Retiring, then, from the superintendence in 1982, Sperber embarked on twenty-year career at Boston University alongside then-President John Silber. When the university took over the Chelsea public school system in 1989, Sperber was responsible for brokering a deal with the state that ultimately resulted in the building of seven new schools and the John Silber Early Learning Center—a project that was brought under budget at roughly $116 million. Corruption, poverty, crime, and unbridled favoritism had driven the city to the point of political economic collapse by the 1980s. According to the final annual report issued to the Massachusetts Legislature in 2008 evaluating progress made under the BU/Chelsea partnership, the Chelsea school system has met and continues to reach many of its long-term goals spelled out at the onset of the partnership.

His legacy of battling discrimination and helping to implement and fund raise for programs such as METCO, which gave low-income students from under-performing schools the opportunity to attend high-learning schools, and BEEP, which provides children under the age of 3 with early childhood education, has caused him to be among the most admired and loved figures in Brookline and across the many communities he’s touched.

“It was an honor and personally rewarding to help create an event where so many people who loved and appreciated Bob’s varied and long list of contributions and accomplishments in Brookline, at BU, in Boston, and Chelsea could come together,” says Turner.

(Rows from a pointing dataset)

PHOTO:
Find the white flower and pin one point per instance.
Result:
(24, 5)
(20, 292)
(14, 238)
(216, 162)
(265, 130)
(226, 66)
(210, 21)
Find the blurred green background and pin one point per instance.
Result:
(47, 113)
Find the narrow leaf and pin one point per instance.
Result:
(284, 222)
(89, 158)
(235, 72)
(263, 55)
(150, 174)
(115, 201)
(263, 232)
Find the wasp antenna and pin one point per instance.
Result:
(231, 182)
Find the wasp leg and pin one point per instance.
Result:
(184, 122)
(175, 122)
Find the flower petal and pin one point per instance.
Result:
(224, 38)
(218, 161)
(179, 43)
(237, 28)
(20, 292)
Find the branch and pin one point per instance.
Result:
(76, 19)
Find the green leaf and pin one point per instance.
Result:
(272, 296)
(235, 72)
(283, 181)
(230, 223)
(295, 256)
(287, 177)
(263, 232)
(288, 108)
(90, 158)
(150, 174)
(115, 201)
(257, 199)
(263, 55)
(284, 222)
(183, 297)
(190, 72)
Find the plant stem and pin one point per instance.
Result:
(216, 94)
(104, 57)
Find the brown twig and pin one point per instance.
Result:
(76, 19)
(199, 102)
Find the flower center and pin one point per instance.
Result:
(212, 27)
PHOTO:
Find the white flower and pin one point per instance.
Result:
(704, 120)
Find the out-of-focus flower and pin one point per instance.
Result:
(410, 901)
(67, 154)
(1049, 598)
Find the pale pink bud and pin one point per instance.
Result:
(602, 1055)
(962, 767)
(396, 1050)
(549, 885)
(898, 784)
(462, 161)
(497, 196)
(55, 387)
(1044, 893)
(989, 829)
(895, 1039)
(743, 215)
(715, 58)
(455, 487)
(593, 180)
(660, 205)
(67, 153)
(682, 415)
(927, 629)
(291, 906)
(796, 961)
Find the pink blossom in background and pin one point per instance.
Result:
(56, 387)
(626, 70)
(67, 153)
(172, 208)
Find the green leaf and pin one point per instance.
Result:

DIRECTIVE A:
Condense the paragraph of the Sperber extract that begins "Retiring, then, from the superintendence" into a shorter version that keeps its main facts.
DIRECTIVE B:
Reproduce the Sperber extract word for word, starting with "His legacy of" and going on through "communities he’s touched.".

FULL OUTPUT A:
After retiring from the superintendence in 1982, Sperber spent twenty years at Boston University under President John Silber. When the university took over Chelsea's public schools in 1989, he negotiated a deal with the state. That deal led to seven new schools and the John Silber Early Learning Center, which were completed under budget at about $116 million. By the 1980s, corruption, poverty, crime, and favoritism had pushed the city toward collapse. The final 2008 report to the Massachusetts Legislature found that Chelsea's schools had met, and continued to reach, many of the partnership's long-term goals.

FULL OUTPUT B:
His legacy of battling discrimination and helping to implement and fund raise for programs such as METCO, which gave low-income students from under-performing schools the opportunity to attend high-learning schools, and BEEP, which provides children under the age of 3 with early childhood education, has caused him to be among the most admired and loved figures in Brookline and across the many communities he’s touched.